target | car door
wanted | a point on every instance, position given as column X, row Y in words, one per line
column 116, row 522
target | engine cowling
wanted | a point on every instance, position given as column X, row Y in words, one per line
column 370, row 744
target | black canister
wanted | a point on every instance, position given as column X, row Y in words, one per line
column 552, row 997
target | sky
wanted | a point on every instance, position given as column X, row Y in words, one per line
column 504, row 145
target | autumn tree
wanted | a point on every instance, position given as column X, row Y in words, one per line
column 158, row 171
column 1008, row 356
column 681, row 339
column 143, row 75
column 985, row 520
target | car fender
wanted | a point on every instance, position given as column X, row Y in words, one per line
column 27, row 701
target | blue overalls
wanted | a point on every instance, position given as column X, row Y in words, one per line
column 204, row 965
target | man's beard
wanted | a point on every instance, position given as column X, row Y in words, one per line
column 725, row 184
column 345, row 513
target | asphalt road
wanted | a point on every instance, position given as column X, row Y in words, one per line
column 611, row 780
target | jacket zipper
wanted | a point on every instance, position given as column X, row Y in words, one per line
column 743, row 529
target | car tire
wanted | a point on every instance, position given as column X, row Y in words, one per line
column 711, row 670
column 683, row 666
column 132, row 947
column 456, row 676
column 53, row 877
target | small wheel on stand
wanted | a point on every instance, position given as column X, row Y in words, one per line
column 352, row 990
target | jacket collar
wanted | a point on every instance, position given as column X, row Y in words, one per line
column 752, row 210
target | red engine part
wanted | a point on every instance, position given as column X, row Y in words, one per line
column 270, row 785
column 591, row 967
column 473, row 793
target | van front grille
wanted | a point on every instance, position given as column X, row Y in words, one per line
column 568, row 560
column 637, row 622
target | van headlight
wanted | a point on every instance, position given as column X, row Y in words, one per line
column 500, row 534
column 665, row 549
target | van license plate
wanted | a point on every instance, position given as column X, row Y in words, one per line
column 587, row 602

* _Task objective_: Copy the entire listing above line for line, from the first line to the last, without changing any character, spacing, or order.

* _Task output_:
target | car door
wanted | a point on every instance, position given as column X, row Y in words, one per line
column 116, row 522
target | engine cowling
wanted | a point on every instance, position given as column X, row Y in words, one per line
column 370, row 744
target | black canister
wanted | a point on every instance, position given as column X, row Y in words, one per line
column 552, row 997
target | sky
wanted | a point on every instance, position given as column X, row Y in words, one per line
column 504, row 145
target | autumn tree
wanted | a point on every instance, position given as column X, row Y in words, one per line
column 158, row 171
column 1008, row 356
column 681, row 339
column 143, row 75
column 985, row 520
target | car fender
wanted | a point on every instance, position given as column X, row Y in words, one per line
column 27, row 701
target | blue overalls
wanted | a point on every instance, position given as column X, row Y in words, one per line
column 204, row 965
target | man's beard
wanted | a point on every instance, position given as column X, row Y in words, one per line
column 725, row 184
column 345, row 513
target | asphalt road
wanted | a point on every instance, position given as column X, row Y in words, one per line
column 611, row 780
target | jacket zipper
wanted | a point on every instance, position given as column X, row Y in words, one per line
column 743, row 529
target | car tire
wanted | a point on every instance, position given as column X, row Y in words, one per line
column 711, row 670
column 683, row 666
column 132, row 947
column 456, row 676
column 53, row 877
target | small wheel on stand
wanted | a point on every instance, position given as column X, row Y in words, one per line
column 352, row 990
target | jacket collar
wanted | a point on every instance, position given as column X, row Y in words, one per line
column 752, row 210
target | red engine part
wanted | a point on every instance, position given as column X, row Y in words, one per line
column 270, row 785
column 591, row 967
column 473, row 793
target | van front grille
wanted | a point on every instance, position given as column X, row Y in words, one per line
column 568, row 560
column 637, row 622
target | van headlight
wanted | a point on every instance, position given as column X, row Y in words, one per line
column 500, row 534
column 665, row 549
target | van license plate
wanted | a point on every instance, position given as column X, row Y in words, one per line
column 587, row 602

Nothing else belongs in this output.